Data for review:
______________________________

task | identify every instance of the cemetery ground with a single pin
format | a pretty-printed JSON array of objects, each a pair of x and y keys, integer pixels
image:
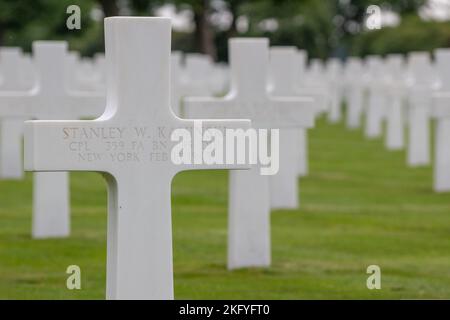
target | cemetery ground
[{"x": 360, "y": 205}]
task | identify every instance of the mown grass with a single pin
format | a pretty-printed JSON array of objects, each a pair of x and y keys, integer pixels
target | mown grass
[{"x": 360, "y": 205}]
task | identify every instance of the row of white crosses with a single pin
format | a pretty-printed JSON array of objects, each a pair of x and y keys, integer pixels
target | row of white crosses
[
  {"x": 403, "y": 92},
  {"x": 139, "y": 120},
  {"x": 48, "y": 98},
  {"x": 251, "y": 194},
  {"x": 17, "y": 74}
]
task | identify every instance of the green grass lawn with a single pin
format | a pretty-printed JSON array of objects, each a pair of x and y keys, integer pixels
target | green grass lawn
[{"x": 360, "y": 206}]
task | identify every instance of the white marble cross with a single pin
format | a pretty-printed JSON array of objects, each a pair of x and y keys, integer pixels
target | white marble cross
[
  {"x": 375, "y": 109},
  {"x": 49, "y": 99},
  {"x": 441, "y": 112},
  {"x": 395, "y": 90},
  {"x": 419, "y": 107},
  {"x": 197, "y": 75},
  {"x": 132, "y": 144},
  {"x": 249, "y": 197},
  {"x": 11, "y": 129},
  {"x": 284, "y": 76},
  {"x": 334, "y": 76},
  {"x": 309, "y": 82},
  {"x": 354, "y": 92}
]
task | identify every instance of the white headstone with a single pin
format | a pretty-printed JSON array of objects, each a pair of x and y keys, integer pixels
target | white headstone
[
  {"x": 249, "y": 198},
  {"x": 197, "y": 75},
  {"x": 419, "y": 106},
  {"x": 11, "y": 129},
  {"x": 335, "y": 77},
  {"x": 441, "y": 111},
  {"x": 49, "y": 99},
  {"x": 176, "y": 90},
  {"x": 284, "y": 74},
  {"x": 131, "y": 145},
  {"x": 395, "y": 90},
  {"x": 354, "y": 92},
  {"x": 375, "y": 101}
]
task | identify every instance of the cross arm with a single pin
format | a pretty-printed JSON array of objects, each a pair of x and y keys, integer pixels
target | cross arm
[
  {"x": 222, "y": 134},
  {"x": 209, "y": 107},
  {"x": 86, "y": 105},
  {"x": 17, "y": 104},
  {"x": 78, "y": 145},
  {"x": 295, "y": 112}
]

______________________________

What you should do: Repeat exactly, and only, the lines from the line with "target | white headstone" through the end of the listing above, both ends included.

Exercise solution:
target | white headstone
[
  {"x": 249, "y": 198},
  {"x": 197, "y": 75},
  {"x": 419, "y": 106},
  {"x": 11, "y": 129},
  {"x": 335, "y": 77},
  {"x": 441, "y": 111},
  {"x": 49, "y": 99},
  {"x": 176, "y": 90},
  {"x": 284, "y": 74},
  {"x": 131, "y": 145},
  {"x": 395, "y": 90},
  {"x": 354, "y": 92},
  {"x": 375, "y": 101}
]
task | identify every instance of the cross arm with a single pin
format | a pretty-printed JSON array of objects, each a pair of x and y keys, integer pixels
target | cross arm
[
  {"x": 222, "y": 134},
  {"x": 209, "y": 107},
  {"x": 86, "y": 105},
  {"x": 17, "y": 104},
  {"x": 78, "y": 145},
  {"x": 295, "y": 112}
]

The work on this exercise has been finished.